▸ EXERCISE GOAL
Locate each line in the listing below that contains the word "gown" and copy those lines.
Start of MATERIAL
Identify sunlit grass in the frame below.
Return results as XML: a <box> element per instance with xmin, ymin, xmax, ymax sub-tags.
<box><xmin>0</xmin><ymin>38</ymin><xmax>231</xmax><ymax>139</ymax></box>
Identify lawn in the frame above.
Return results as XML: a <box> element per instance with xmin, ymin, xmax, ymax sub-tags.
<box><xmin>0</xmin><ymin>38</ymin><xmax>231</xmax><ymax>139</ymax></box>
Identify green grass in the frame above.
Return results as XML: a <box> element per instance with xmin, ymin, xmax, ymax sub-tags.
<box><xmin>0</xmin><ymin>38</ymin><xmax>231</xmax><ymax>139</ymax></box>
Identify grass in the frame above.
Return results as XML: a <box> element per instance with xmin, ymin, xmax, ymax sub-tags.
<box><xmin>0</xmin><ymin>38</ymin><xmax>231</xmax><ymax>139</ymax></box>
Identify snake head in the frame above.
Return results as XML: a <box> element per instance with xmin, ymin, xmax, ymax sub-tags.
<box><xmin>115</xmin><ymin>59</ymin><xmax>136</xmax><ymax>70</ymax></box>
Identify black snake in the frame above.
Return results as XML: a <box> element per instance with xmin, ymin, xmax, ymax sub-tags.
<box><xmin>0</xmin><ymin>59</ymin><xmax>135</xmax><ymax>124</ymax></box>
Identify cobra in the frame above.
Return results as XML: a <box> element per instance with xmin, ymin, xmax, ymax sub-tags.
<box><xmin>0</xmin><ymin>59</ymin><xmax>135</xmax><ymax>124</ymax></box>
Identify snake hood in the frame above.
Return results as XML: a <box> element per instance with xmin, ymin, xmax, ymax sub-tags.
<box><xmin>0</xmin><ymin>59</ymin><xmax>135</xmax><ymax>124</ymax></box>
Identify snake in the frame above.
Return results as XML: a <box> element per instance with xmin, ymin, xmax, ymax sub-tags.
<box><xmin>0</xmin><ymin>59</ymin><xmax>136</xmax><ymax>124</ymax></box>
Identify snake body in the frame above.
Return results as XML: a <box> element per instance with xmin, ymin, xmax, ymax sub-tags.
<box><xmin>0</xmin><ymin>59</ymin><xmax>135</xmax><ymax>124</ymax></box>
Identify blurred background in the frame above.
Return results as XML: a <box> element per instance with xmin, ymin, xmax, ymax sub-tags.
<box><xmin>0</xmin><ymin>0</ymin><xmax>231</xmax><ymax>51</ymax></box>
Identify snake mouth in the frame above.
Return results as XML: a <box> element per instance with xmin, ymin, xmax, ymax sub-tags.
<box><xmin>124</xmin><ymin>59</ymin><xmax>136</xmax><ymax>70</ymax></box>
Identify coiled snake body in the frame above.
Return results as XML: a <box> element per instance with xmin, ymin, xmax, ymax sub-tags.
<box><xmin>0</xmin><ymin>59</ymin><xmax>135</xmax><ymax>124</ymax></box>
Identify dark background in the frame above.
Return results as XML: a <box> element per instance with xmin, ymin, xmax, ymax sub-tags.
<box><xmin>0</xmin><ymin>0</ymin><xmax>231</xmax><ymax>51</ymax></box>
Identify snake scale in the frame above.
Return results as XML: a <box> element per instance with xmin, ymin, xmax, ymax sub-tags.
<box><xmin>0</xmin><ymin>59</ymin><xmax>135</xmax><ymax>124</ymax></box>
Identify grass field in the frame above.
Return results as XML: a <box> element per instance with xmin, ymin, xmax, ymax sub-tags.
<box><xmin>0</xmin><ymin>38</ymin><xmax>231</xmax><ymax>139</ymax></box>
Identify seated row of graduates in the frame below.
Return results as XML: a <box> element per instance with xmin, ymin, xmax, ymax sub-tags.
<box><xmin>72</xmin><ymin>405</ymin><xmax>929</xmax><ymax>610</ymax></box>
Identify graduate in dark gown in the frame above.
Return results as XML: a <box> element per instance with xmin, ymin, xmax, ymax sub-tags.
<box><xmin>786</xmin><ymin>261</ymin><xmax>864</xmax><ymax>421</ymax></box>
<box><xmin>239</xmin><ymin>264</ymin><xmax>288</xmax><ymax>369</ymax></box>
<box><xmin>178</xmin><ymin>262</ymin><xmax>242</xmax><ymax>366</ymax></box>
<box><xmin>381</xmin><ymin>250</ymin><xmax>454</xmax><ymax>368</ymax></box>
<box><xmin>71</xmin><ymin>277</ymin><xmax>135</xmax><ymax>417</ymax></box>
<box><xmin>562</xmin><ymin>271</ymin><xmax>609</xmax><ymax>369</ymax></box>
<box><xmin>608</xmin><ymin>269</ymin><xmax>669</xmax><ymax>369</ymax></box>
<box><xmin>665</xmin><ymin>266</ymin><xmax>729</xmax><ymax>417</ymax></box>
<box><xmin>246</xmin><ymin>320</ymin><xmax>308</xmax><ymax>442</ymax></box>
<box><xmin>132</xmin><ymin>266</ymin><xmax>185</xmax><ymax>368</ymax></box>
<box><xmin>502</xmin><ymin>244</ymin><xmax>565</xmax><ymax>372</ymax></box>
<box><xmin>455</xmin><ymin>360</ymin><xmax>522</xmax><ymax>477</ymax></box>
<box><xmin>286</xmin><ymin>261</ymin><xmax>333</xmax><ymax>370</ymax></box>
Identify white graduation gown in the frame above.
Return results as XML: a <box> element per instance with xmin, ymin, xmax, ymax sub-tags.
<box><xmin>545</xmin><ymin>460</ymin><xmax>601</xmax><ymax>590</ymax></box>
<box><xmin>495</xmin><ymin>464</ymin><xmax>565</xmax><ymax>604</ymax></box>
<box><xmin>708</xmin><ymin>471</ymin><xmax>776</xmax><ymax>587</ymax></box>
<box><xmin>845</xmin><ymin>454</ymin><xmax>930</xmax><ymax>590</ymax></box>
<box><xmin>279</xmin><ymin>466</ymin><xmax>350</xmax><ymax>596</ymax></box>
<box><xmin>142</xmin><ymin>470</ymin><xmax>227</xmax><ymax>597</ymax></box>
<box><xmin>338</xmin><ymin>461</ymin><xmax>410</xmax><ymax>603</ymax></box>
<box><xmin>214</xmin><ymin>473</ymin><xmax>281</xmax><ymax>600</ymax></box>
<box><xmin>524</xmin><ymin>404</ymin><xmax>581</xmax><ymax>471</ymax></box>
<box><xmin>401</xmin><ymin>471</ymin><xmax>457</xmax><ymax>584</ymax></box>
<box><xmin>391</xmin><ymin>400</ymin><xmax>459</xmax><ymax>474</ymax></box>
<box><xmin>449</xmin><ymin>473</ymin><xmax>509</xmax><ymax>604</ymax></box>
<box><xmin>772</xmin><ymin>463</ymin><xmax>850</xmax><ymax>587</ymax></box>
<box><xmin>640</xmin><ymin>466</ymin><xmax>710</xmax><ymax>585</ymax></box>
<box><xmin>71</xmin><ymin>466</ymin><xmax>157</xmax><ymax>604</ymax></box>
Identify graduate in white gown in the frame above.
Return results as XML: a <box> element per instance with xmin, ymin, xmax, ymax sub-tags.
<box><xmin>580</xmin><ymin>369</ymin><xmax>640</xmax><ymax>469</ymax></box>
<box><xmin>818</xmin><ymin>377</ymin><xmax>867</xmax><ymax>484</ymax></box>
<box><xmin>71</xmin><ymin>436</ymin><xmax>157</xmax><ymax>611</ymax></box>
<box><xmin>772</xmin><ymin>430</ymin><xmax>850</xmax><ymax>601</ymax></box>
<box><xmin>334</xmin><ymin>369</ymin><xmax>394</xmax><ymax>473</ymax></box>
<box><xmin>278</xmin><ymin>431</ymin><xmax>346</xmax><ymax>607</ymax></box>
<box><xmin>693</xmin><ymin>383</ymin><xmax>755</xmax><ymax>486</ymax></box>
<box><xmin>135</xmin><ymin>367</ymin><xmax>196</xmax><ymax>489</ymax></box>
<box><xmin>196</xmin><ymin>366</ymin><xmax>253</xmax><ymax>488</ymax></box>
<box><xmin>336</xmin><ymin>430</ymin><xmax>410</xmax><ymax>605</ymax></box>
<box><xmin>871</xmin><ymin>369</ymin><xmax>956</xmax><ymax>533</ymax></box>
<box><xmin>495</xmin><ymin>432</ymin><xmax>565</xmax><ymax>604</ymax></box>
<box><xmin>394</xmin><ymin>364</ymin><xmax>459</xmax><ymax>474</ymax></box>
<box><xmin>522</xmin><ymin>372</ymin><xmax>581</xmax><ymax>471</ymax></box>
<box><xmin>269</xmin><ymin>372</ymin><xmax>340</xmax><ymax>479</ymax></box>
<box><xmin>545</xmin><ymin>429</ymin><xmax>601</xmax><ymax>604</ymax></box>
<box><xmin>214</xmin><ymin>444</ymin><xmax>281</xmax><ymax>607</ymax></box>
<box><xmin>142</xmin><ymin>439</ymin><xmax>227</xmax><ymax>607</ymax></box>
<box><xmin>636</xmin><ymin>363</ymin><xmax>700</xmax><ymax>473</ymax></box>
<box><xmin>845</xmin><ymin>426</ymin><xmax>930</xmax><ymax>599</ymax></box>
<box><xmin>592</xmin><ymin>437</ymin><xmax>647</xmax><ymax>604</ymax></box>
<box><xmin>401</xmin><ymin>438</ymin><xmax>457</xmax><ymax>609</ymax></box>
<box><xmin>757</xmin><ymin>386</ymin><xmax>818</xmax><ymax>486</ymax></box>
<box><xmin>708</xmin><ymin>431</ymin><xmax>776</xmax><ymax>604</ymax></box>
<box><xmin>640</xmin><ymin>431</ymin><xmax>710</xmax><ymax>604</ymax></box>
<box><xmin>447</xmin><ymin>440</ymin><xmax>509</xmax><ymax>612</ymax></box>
End of MATERIAL
▸ SOLUTION TO THE PROBLEM
Identify graduate in dark gown in the frame above.
Identify white graduation gown in the frame above.
Identify graduate in white gown in the frame above.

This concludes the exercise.